CONSIGNE A = Relevez toutes les lignes de la liste ci-dessous qui contiennent la chaîne "portion".

PASSAGE EXTRAIT =

══════════════════════════════

# passer a ubuntu



## Floriant (23 Juillet 2020)

bonjour
jai un macbook A1181 de 2009 avec le core 2 duo 2ghz 4go de ram et un sud 128go. je suis sous el capitan et mon pc galère sous safari j'ai suivi les instructions sur le forum avec onyx nettoyage pote thermique mais j'ai impression que rien ne fait donc je me demander si le fait de passer sous linux ne lui donnerai pas un petit coup de jeune ?


----------



## mokuchley (24 Juillet 2020)

bonjour,

 Avez vous testé d'autre naviguateur ; brave, firefox, opera...il me semble avoir entendu que firefox pouvait travailler avec des anciens OS


----------



## Sly54 (24 Juillet 2020)

Floriant a dit:


> jai un macbook A1181 de 2009


Il y a huit modèles A1181 : quel est ton modèle de Mac (menu pomme / A propos de ce Mac) ?
Si tu as bien un early 2009, ta machine supporte 6 Go de Ram (200-pin PC2-5300 (667MHz) DDR2 SO-DIMM).

Poste des copies d'écran du Moniteur d'activité / onglet Processeur (Toutes les opérations - classement des process par % décroissant) et onglet Mémoire quand ta machine rame.


----------



## Floriant (25 Juillet 2020)

mokuchley a dit:


> bonjour,
> 
> Avez vous testé d'autre naviguateur ; brave, firefox, opera...il me semble avoir entendu que firefox pouvait travailler avec des anciens OS


Je vais test Firefox pour voir ce que cela donne


----------



## Floriant (25 Juillet 2020)

C’est celui là mon MacBook, je devais passer à 6go mais actuellement les prix des barrettes de 4 sont cher


----------



## Sly54 (25 Juillet 2020)

Sly54 a dit:


> Si tu as bien un early 2009





Floriant a dit:


> C’est celui là mon MacBook, je devais passer à 6go mais actuellement les prix des barrettes de 4 sont cher


OK, donc bien un early 2009.

Et quel est le problème avec Safari ? As tu des extensions dans Safari ? Si oui, désactive les, pour voir.


----------



## Floriant (25 Juillet 2020)

Safari bouffe toute ma ram j’ai 0 extension. Je démarre avec 1,6 go de mémoire caché. Le cpu monte à 81 degrés avec safari du coup les ventilo sont souvent dans les 6000 tours la batterie se vide rapidement du coup


----------



## MrTom (25 Juillet 2020)

Hello
Quel est le comportement avec Firefox du coup ?

Peux-tu nous fournir ça comme demandé :


Sly54 a dit:


> Poste des copies d'écran du Moniteur d'activité / onglet Processeur (Toutes les opérations - classement des process par % décroissant) et onglet Mémoire quand ta machine rame.


----------



## Sly54 (25 Juillet 2020)

Floriant a dit:


> Le cpu monte à 81 degrés avec safari du coup les ventilo sont souvent dans les 6000 tours


Vu que tu as une vieille machine, n'hésite pas à l'ouvrir et y enlever la poussière !


----------

══════════════════════════════

CONSIGNE B = Dans la discussion ci-dessus sur le passage à Ubuntu, indiquez le pseudonyme de chaque personne ayant publié un message.

DONNÉES À EXPLOITER =

══════════════════════════════

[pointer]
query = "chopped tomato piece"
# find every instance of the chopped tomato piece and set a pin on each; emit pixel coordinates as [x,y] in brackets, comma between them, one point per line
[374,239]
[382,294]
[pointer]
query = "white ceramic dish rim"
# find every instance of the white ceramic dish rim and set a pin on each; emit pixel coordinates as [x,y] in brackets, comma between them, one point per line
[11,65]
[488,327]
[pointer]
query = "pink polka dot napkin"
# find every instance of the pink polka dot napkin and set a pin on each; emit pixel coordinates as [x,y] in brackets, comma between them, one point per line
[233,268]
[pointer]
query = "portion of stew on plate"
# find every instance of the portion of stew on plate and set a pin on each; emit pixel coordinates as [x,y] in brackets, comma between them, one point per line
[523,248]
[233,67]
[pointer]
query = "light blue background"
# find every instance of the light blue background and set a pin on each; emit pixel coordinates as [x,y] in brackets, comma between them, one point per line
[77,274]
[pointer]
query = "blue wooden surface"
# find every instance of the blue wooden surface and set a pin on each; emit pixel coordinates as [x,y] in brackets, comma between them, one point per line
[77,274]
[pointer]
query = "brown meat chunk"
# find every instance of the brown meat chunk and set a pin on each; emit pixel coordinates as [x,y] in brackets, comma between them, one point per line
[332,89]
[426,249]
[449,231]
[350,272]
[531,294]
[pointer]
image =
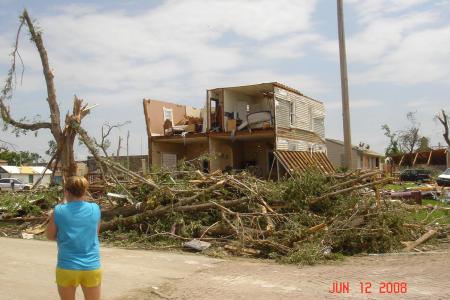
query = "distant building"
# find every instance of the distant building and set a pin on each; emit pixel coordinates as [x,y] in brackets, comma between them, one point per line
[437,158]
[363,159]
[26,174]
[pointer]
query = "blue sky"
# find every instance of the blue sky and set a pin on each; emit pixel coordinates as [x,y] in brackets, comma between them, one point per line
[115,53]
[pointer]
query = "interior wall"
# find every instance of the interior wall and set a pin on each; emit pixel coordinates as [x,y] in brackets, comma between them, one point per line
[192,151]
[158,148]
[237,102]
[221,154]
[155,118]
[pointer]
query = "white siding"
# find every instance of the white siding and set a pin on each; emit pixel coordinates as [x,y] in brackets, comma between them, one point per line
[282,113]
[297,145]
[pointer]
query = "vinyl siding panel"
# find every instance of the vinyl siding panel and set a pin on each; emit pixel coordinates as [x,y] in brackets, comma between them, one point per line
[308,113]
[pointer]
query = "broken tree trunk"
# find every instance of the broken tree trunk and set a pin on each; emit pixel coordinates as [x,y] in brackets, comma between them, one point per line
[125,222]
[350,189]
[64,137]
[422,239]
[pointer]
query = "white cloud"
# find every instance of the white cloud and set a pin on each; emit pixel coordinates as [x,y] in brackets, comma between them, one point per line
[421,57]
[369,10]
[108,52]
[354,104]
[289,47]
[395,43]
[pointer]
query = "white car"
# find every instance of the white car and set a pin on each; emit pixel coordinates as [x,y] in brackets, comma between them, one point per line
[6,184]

══════════════════════════════

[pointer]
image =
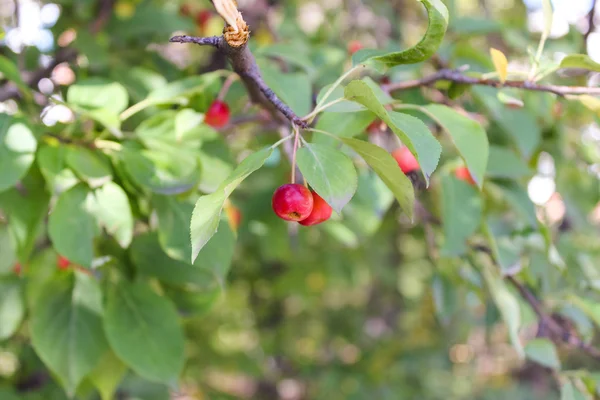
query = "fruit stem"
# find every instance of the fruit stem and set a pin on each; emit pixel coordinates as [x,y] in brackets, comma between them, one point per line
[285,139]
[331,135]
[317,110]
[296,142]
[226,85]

══════════════════════════════

BONNE RÉPONSE A =
query = "portion of stew on plate"
# find every instance of the portion of stew on plate and set a pin on each; emit pixel coordinates as [x,y] in brackets, comma between them, one point per line

BONNE RÉPONSE B = Floriant, mokuchley, Sly54, MrTom